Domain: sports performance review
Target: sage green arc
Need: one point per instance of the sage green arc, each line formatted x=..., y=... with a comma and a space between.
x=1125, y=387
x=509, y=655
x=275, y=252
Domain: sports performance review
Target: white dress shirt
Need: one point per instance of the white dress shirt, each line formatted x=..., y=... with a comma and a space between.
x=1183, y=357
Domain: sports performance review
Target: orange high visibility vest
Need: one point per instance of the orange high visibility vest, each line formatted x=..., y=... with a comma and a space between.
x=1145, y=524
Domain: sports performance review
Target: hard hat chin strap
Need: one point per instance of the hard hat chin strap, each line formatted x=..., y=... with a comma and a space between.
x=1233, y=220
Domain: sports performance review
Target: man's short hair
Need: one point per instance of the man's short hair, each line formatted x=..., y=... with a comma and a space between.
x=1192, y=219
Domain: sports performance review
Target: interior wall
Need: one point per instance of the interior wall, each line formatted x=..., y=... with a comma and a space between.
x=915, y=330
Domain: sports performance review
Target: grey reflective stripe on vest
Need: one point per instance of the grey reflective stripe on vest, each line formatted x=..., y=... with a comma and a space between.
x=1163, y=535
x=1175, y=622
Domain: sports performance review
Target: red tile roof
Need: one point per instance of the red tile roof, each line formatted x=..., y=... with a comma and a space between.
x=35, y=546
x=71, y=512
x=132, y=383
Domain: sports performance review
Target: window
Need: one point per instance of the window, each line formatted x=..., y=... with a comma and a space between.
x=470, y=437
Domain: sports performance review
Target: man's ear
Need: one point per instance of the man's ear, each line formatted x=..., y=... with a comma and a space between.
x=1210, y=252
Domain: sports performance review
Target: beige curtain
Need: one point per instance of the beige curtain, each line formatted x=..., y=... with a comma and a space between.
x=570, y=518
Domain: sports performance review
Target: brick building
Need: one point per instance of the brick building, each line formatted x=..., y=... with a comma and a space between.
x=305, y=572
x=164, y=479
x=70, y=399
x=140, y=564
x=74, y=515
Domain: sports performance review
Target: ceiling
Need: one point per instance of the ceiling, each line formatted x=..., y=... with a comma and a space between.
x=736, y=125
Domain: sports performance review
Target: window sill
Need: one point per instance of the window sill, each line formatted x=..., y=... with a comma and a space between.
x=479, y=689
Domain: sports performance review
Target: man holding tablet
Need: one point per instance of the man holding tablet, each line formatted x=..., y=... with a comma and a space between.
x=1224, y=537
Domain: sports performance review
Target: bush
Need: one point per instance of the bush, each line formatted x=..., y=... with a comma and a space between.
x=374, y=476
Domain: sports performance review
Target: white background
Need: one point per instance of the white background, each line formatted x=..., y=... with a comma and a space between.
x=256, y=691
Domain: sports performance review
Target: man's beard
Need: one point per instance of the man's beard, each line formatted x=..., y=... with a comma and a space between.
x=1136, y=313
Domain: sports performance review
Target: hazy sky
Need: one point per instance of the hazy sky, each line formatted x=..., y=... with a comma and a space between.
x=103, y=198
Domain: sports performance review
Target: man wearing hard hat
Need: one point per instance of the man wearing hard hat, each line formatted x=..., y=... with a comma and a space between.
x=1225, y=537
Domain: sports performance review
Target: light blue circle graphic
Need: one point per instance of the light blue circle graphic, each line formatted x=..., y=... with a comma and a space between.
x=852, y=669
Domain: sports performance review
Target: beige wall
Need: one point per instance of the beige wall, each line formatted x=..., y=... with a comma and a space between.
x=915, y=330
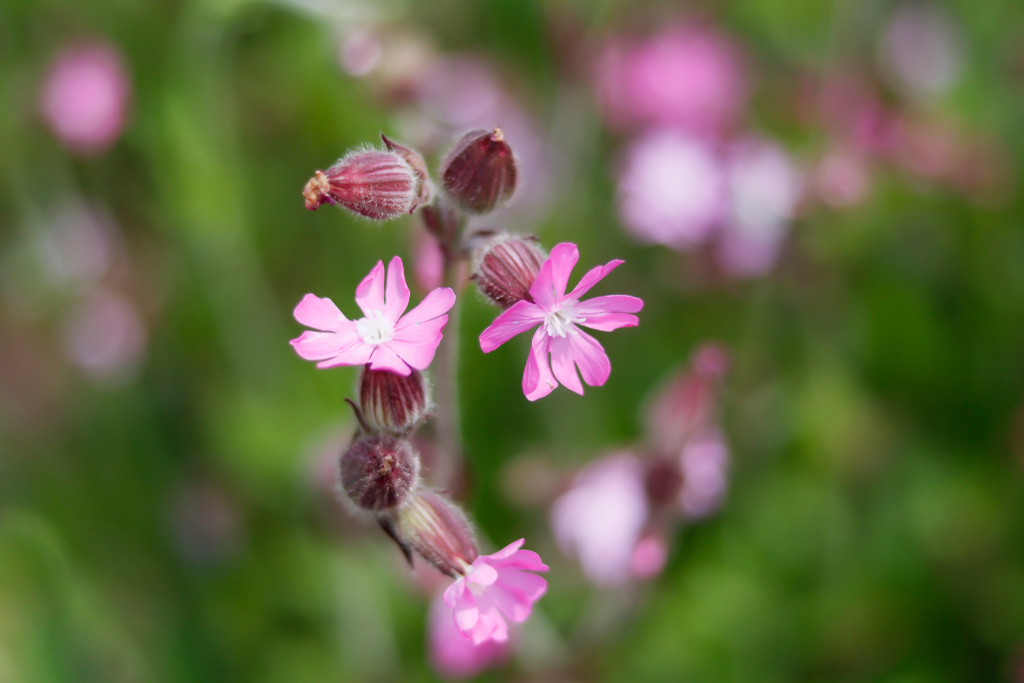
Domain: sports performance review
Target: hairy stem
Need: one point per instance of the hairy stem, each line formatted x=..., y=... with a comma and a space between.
x=449, y=467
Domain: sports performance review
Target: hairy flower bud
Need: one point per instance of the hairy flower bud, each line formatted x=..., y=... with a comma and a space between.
x=371, y=182
x=480, y=172
x=435, y=527
x=506, y=267
x=391, y=402
x=379, y=471
x=415, y=160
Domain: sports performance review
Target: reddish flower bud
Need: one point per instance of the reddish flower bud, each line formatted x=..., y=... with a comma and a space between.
x=480, y=172
x=506, y=267
x=435, y=527
x=415, y=160
x=379, y=471
x=372, y=183
x=391, y=402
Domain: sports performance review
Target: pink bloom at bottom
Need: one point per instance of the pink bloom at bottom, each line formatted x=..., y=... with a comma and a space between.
x=387, y=338
x=495, y=588
x=454, y=655
x=557, y=314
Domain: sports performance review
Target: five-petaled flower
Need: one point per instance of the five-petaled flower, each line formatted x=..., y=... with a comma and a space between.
x=495, y=588
x=386, y=338
x=558, y=315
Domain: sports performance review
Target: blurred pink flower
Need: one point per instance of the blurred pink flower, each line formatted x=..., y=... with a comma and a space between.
x=104, y=336
x=688, y=401
x=671, y=189
x=764, y=187
x=385, y=338
x=705, y=464
x=921, y=51
x=649, y=556
x=600, y=518
x=454, y=655
x=687, y=77
x=495, y=588
x=85, y=96
x=556, y=315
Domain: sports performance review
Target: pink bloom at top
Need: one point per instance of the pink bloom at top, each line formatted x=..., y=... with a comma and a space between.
x=685, y=77
x=495, y=588
x=387, y=338
x=672, y=188
x=558, y=315
x=85, y=97
x=454, y=655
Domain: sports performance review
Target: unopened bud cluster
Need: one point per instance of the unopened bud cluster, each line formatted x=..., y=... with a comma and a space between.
x=380, y=473
x=506, y=267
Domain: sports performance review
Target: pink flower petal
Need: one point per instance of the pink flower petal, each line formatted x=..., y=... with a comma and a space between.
x=355, y=352
x=590, y=357
x=320, y=313
x=482, y=573
x=609, y=322
x=436, y=303
x=396, y=299
x=384, y=357
x=562, y=364
x=507, y=551
x=418, y=345
x=551, y=282
x=525, y=560
x=613, y=303
x=521, y=316
x=370, y=293
x=609, y=312
x=593, y=276
x=538, y=381
x=318, y=345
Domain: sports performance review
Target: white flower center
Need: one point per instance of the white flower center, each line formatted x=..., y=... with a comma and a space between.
x=561, y=322
x=375, y=329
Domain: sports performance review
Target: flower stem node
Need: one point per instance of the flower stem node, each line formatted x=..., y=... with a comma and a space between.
x=506, y=267
x=480, y=172
x=391, y=402
x=379, y=184
x=379, y=472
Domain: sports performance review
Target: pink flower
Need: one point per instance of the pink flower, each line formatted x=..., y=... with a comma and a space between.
x=672, y=188
x=685, y=77
x=558, y=315
x=495, y=588
x=85, y=97
x=453, y=654
x=600, y=518
x=385, y=338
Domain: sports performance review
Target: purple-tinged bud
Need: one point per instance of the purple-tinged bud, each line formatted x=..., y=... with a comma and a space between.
x=435, y=527
x=506, y=267
x=391, y=402
x=379, y=471
x=480, y=172
x=373, y=183
x=415, y=160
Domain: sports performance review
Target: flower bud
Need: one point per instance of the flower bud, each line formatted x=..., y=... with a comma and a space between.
x=435, y=527
x=391, y=402
x=415, y=160
x=506, y=267
x=379, y=471
x=480, y=172
x=373, y=183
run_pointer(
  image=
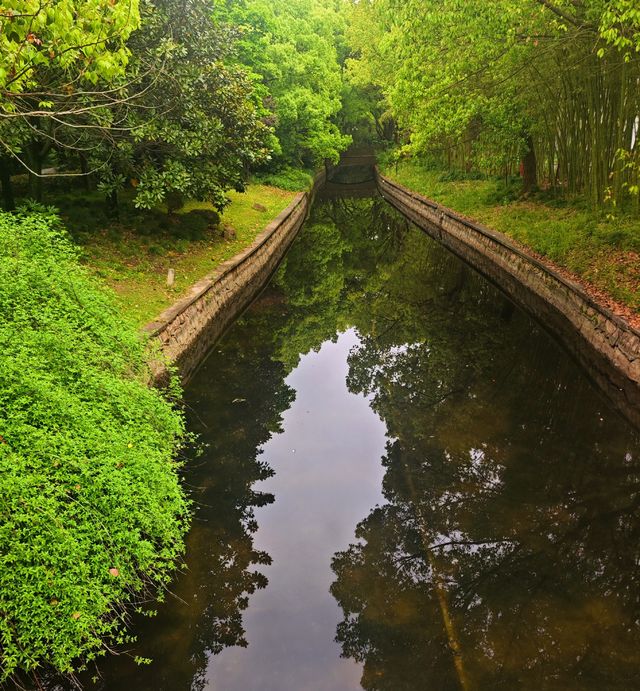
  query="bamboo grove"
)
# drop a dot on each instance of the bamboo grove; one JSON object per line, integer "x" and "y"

********************

WRITTEN TASK
Copy every entry above word for word, leaving out the pictures.

WRITTEN RESPONSE
Domain: sports performance review
Target: sage green arc
Need: one point per instance of the sage green arc, each line formatted x=..., y=... with a comma and a space between.
x=1125, y=387
x=509, y=655
x=275, y=252
Domain: sports performance review
Target: white dress shirt
Need: one point per instance of the white dress shirt, each line formatted x=..., y=... with a comma and a space between.
x=1183, y=357
Domain: sports performance review
Target: orange high visibility vest
Need: one point per instance of the orange high visibility vest, each line formatted x=..., y=... with a comma and a space between.
x=1145, y=524
Domain: sports performance review
Target: hard hat chin strap
Need: one point per instance of the hard hat chin strap, each line formatted x=..., y=... with a comma and a space between.
x=1233, y=220
Domain: sports performance review
Target: man's short hair
Need: one point per instance of the man's short hair, each line formatted x=..., y=... with a comma and a space between.
x=1192, y=219
Domain: sports performance review
Target: interior wall
Need: one point per instance of the interior wall, each line formatted x=..., y=... with a comma and a space between.
x=915, y=330
Domain: sports performance review
Target: grey reflective stripe on vest
Need: one point per instance of the grey reflective stripe on vest, each line formatted x=..., y=... with a comma and a space between.
x=1163, y=535
x=1175, y=622
Domain: sports performance review
Target: red tile roof
Need: one point per instance of the red tile roof, each line formatted x=..., y=... with a comma and a space between.
x=35, y=546
x=71, y=512
x=132, y=383
Domain: sports performance review
Target: window
Need: one point per instance of the window, each line formatted x=..., y=... with a comma and a space between.
x=470, y=437
Domain: sports performance review
Target: man's ear
Need: one point per instance of the man's ear, each line formatted x=..., y=... with a comma and a space between.
x=1210, y=252
Domain: sports performance review
Target: beige curtain
Need: one point per instance of the beige curtain, each line formatted x=..., y=... with a comma and a space between.
x=570, y=518
Domain: sports performance review
Target: brick building
Need: one point per instance of the brick building, each line formatted x=..., y=... with a comma and a space between.
x=305, y=572
x=164, y=479
x=70, y=399
x=140, y=564
x=74, y=515
Domain: sports performance review
Target: ceiling
Need: one point per instance of the ceiling, each line formatted x=..., y=... with a comma and a space between.
x=736, y=125
Domain: sports performance review
Target: window sill
Need: one point per instance of the window sill, each line formatted x=..., y=... with a comma and a space between.
x=479, y=689
Domain: sports performance review
Target: man holding tablet
Need: one point per instance of the man holding tablet, each line formatted x=..., y=... with a comma and a space between.
x=1224, y=537
Domain: sports performance review
Target: bush
Need: one point per instance of the bush, each line formatted x=..., y=... with a comma and a space between.
x=374, y=476
Domain: sports performance review
Target: white background
Need: one point per instance of the white background, each line formatted x=..., y=... with a comma and a space between.
x=256, y=691
Domain: sports performance review
Target: man's beard
Need: one point per instance of the man's beard, each line formatted x=..., y=... with a comma and a space between.
x=1136, y=313
Domain: sports performance review
Target: hazy sky
Need: one point per instance of the hazy sky, each line formatted x=..., y=... with a comma and a space between.
x=103, y=198
Domain: sports performance review
Target: man wearing hard hat
Need: one point per instance of the man wearing hard hat, each line formatted x=..., y=... with a comma and a space between.
x=1225, y=537
Domain: sports performance review
Target: light blue circle graphic
Need: one point per instance of the light blue circle graphic, each line formatted x=..., y=... with a comma and a space between.
x=852, y=669
Domain: sports performance review
Target: beige wall
Need: one point per instance of the beige wall, each line formatted x=..., y=... with a comma and a space between.
x=915, y=330
Domain: sports performance review
Target: hairy stem
Need: one point per instance of the hairy stem, each line formatted x=..., y=... with a comma and a space between.
x=449, y=467
Domain: sports performance review
Target: hairy flower bud
Need: one point per instance of the hairy flower bud, each line formatted x=..., y=... with a comma and a space between.
x=371, y=182
x=480, y=172
x=435, y=527
x=506, y=267
x=391, y=402
x=379, y=471
x=415, y=160
Domain: sports performance review
Target: reddish flower bud
Need: one point per instance of the reddish flower bud, each line formatted x=..., y=... with a comma and a space between.
x=480, y=172
x=506, y=267
x=435, y=527
x=415, y=160
x=379, y=471
x=372, y=183
x=391, y=402
Domain: sports performance review
Target: pink bloom at bottom
Need: one point per instance of the pink bloom at bottom, each line formatted x=..., y=... with a comma and a space between.
x=387, y=338
x=495, y=588
x=454, y=655
x=557, y=314
Domain: sports performance review
Target: five-petaled flower
Need: one point per instance of the five-petaled flower, each line formatted x=..., y=... with a comma and a space between.
x=495, y=588
x=386, y=338
x=558, y=315
Domain: sports performance review
Target: blurred pink flower
Need: one point per instance of the blurred pink flower, each line formatted x=..., y=... with a comma and a space between.
x=104, y=336
x=688, y=401
x=671, y=189
x=764, y=187
x=385, y=338
x=705, y=464
x=921, y=51
x=649, y=556
x=600, y=518
x=454, y=655
x=687, y=77
x=495, y=588
x=85, y=96
x=556, y=315
Domain: sports performance review
Target: pink bloom at top
Need: one point per instance of the pink bloom at top, each line formatted x=..., y=... with a comma and a space between.
x=685, y=77
x=495, y=588
x=387, y=338
x=672, y=188
x=558, y=315
x=85, y=97
x=454, y=655
Domain: sports performance review
Target: unopened bud cluster
Need: one point per instance of the unopened bud cluster, each line formatted x=..., y=... with a comma and a space between.
x=380, y=473
x=506, y=267
Domain: sports performance review
Target: pink flower petal
Need: one point per instance of the pink flower petal, each line formatted x=..., y=... with a comma and a space between.
x=355, y=352
x=590, y=357
x=320, y=313
x=482, y=573
x=609, y=322
x=436, y=303
x=396, y=299
x=384, y=357
x=562, y=364
x=507, y=551
x=418, y=345
x=551, y=282
x=525, y=560
x=613, y=303
x=521, y=316
x=370, y=293
x=609, y=312
x=593, y=276
x=538, y=381
x=318, y=345
Domain: sports performance review
Target: white flower center
Need: one point per instance of the white flower center, each line formatted x=..., y=... with a comma and a space between.
x=561, y=322
x=375, y=329
Domain: sports performance review
Target: flower stem node
Need: one point per instance of the flower stem node, each line formatted x=..., y=... with a comma and a space between.
x=506, y=267
x=480, y=172
x=391, y=402
x=379, y=184
x=379, y=472
Domain: sports performance review
Target: pink flower
Need: one point per instance of the pink flower, each line formatted x=..., y=... with a comma and a space between.
x=672, y=188
x=685, y=77
x=558, y=315
x=495, y=588
x=85, y=97
x=453, y=654
x=600, y=518
x=385, y=338
Domain: sports performance review
Target: purple-tinged bud
Need: one point per instance of the purple-tinged bud, each line formatted x=..., y=... with a comma and a space between.
x=435, y=527
x=506, y=267
x=391, y=402
x=379, y=471
x=480, y=172
x=373, y=183
x=415, y=160
Domain: sports performance review
Target: flower bud
Need: one point per instance of the flower bud, each line formatted x=..., y=... with a comma and a space between.
x=435, y=527
x=391, y=402
x=415, y=160
x=506, y=267
x=379, y=471
x=480, y=172
x=373, y=183
run_pointer(
  image=
  query="bamboo grove"
)
# drop a dot on each instance of the bamboo grove; one JSON object per line, integer "x" and "y"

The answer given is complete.